School Closures Stopped Vulnerable Children Accessing Safeguarding, New Data Suggests
3 min read

Child safeguarding referrals from schools to local authorities dropped by almost a third during the pandemic, new Office for National Statistics figures analysed by Dods Monitoring have shown.

Children’s charities have warned that the closure of schools during periods of lockdown has meant that vulnerable children, who would usually be identified at school, are slipping through the net and not receiving vital support. 

Andrew Fellowes, policy head at NSPCC told PoliticsHome he was “concerned that children who suffered abuse, neglect and struggled with mental health problems during the pandemic may miss out on the help and support they need”.

This is the first release of safeguarding referral figures to fully capture the period of coronavirus, during which time schoolchildren in England were out of the classroom for nearly half of the available days.

The number of overall referrals dropped by around 24% at the start of 2021 compared to the previous year, at a time in the school year when the number of children flagged for support would normally increase.

The government closed the majority of education settings at the beginning of January, and they remained closed until pupils began returning to the classroom from early March.

Throughout this period, children’s charities warned that there was a risk that safeguarding issues would be missed due to the lack of face-to-face contact between pupils and education staff – often seen as the first line of defence in identifying children in need. 

The NSPCC, which runs a helpline to report instances of children living with domestic abuse, revealed last year that since the introduction of lockdown measures they’d seen a 49% increase in the number of contacts from people raising concerns about a child in need. 

A recent report from the Institute for Fiscal Studies also forecast a £2bn shortfall for councils over the course of this financial year, which the Association of Directors of Children’s Services – the membership organisation representing local government children’s services leaders across England – said was forcing them to exhaust their reserves when they should be “focussing efforts on the continued effect of the pandemic and helping children, families and communities recover”.

A cross-party committee of MPs also raised concerns last September that children were “likely to have experienced mental health difficulties, violence, including experience of domestic violence and isolation” as school referrals decreased during lockdown.

A spokesperson for the Department for Education said “every child should feel safe and protected” and that they were investing in frontline charities, as well as making £24m available for a regional recovery in children’s social care. They added that last week’s budget was providing further funding for mental health support and the rollout of Family Hubs.

The Department for Education also announced this summer it would make £9.5m in funding available for up to 7,800 schools and colleges to train a member of staff to be a senior mental health lead for the 21/22 academic year.

◆ Required work ◆
Please say by about what percentage the number of overall referrals fell at the start of 2021 compared to the previous year, according to the article on school closures and child safeguarding.

◆ Data records ◆
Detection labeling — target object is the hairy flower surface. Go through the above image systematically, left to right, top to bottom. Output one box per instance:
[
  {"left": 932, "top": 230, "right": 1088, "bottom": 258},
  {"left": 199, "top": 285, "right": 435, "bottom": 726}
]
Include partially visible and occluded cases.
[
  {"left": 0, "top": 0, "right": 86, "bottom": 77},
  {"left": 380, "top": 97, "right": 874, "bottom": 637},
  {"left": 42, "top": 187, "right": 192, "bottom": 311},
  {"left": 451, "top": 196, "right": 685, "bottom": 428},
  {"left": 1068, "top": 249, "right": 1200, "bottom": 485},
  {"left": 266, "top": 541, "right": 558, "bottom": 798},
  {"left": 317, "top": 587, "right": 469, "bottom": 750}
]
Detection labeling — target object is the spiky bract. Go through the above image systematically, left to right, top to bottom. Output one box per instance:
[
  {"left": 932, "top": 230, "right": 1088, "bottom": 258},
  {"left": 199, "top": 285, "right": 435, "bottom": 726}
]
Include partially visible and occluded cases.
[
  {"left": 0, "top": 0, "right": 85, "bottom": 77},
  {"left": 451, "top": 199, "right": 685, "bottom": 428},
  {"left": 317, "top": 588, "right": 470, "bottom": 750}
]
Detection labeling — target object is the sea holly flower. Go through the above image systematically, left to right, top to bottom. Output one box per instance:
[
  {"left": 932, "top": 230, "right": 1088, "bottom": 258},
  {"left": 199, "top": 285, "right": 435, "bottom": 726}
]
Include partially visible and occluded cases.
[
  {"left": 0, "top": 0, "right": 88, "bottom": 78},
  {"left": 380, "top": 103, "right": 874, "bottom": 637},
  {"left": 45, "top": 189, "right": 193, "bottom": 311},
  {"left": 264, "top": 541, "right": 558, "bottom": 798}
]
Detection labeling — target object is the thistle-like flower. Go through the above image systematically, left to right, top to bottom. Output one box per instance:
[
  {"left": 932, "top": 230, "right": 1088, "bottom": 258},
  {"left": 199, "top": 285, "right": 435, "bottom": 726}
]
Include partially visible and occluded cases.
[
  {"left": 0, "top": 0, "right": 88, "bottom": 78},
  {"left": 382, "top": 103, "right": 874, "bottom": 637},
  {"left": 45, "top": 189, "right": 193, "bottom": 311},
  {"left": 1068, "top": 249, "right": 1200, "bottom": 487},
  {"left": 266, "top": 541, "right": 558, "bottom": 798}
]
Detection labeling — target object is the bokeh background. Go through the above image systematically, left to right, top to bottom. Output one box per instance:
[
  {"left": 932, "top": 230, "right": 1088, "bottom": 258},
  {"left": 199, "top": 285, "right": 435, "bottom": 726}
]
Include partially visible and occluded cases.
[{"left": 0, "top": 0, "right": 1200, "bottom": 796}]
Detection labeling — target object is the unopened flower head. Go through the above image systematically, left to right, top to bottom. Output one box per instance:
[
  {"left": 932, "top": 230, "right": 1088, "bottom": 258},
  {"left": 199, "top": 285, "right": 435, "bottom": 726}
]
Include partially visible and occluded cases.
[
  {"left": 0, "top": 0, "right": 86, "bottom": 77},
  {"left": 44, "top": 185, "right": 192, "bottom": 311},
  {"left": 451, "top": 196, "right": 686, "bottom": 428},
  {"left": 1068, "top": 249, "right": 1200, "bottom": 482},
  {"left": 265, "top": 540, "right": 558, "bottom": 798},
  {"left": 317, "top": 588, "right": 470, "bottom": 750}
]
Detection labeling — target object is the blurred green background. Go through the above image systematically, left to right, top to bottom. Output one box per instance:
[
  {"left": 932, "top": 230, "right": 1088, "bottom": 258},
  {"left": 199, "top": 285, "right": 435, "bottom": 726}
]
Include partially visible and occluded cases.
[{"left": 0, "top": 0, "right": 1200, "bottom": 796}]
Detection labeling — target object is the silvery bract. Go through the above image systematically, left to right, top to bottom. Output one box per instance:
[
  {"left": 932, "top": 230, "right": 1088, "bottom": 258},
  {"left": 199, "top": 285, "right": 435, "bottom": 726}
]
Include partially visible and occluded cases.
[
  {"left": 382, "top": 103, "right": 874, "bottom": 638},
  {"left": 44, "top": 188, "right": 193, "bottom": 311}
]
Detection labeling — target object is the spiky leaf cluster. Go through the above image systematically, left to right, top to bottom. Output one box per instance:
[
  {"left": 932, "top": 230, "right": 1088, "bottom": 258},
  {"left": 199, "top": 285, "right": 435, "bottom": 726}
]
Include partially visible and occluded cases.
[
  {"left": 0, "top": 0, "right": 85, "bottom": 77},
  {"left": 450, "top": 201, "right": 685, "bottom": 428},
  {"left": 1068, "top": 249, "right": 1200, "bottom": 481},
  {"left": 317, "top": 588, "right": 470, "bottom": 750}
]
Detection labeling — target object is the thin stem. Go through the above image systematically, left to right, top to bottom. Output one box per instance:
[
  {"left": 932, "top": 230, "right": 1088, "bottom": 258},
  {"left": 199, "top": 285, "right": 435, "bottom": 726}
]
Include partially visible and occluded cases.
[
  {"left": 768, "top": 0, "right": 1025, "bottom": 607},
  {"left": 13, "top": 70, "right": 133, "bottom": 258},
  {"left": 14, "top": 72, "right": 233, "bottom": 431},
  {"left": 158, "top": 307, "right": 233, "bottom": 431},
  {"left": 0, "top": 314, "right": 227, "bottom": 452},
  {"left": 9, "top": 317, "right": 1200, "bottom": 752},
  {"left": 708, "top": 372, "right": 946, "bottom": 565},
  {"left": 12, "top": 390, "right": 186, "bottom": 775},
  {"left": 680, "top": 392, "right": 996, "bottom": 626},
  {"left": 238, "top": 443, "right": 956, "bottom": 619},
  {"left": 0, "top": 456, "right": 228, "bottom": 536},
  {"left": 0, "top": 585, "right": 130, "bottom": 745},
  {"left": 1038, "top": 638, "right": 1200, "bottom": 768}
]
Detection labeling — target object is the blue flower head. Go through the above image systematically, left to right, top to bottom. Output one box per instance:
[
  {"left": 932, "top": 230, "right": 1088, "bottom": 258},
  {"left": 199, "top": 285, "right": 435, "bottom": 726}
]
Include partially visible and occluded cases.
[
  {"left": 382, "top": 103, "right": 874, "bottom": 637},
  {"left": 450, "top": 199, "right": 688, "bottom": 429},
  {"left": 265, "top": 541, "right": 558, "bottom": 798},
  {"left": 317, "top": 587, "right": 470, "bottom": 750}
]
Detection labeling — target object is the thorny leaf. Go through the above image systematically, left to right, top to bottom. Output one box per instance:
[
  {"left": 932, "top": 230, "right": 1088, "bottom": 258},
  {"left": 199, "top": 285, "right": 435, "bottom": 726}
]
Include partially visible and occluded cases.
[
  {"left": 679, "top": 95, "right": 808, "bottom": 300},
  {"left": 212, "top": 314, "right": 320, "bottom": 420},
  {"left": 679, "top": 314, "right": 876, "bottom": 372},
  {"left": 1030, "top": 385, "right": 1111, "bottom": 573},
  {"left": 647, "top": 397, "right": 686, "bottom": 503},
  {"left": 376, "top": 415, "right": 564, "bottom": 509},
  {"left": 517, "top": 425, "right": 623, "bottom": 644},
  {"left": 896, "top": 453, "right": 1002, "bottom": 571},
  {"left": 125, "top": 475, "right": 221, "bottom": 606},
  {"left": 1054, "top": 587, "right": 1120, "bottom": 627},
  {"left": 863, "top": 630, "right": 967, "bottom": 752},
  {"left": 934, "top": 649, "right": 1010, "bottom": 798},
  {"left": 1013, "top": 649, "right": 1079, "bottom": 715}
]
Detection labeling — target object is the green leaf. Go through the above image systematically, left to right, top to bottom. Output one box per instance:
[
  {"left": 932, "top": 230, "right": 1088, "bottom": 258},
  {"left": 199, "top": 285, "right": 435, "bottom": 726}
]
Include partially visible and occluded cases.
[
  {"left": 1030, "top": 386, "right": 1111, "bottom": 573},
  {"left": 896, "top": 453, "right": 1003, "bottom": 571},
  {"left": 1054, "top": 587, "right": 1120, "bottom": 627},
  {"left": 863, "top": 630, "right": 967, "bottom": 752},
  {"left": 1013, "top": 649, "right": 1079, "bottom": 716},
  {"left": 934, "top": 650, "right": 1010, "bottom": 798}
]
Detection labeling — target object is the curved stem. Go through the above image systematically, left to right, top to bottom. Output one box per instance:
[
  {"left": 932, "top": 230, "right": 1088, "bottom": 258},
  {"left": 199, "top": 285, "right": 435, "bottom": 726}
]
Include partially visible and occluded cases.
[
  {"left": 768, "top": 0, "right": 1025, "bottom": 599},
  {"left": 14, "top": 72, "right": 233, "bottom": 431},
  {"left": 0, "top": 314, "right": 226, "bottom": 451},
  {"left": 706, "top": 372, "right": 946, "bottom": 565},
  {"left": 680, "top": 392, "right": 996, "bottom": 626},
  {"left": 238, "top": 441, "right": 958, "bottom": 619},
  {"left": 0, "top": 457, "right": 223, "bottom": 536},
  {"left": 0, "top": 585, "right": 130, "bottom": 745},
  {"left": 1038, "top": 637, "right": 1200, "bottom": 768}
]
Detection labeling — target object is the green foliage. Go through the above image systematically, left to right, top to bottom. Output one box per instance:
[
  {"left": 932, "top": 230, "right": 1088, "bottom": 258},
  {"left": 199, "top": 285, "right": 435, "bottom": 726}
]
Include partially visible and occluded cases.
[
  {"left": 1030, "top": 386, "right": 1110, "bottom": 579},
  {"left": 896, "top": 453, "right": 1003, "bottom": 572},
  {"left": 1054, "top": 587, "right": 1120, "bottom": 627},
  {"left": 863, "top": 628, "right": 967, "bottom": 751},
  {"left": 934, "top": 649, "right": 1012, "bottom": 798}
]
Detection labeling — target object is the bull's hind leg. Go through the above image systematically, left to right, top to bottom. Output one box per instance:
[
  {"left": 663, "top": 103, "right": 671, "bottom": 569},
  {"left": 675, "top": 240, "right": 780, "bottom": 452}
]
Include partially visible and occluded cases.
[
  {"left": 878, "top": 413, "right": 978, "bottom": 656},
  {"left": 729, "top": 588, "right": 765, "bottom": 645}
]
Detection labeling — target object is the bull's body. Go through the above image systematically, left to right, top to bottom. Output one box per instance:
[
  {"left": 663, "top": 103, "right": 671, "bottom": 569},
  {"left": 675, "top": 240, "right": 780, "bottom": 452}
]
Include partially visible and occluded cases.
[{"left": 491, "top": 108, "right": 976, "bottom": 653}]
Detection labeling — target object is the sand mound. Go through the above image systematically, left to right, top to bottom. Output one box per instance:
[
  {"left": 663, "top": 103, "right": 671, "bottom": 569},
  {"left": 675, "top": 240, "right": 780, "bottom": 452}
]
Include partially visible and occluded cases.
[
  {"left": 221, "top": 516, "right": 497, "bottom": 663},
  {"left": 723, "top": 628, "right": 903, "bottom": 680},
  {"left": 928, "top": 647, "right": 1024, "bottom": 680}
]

◆ Solution for this problem ◆
By around 24%.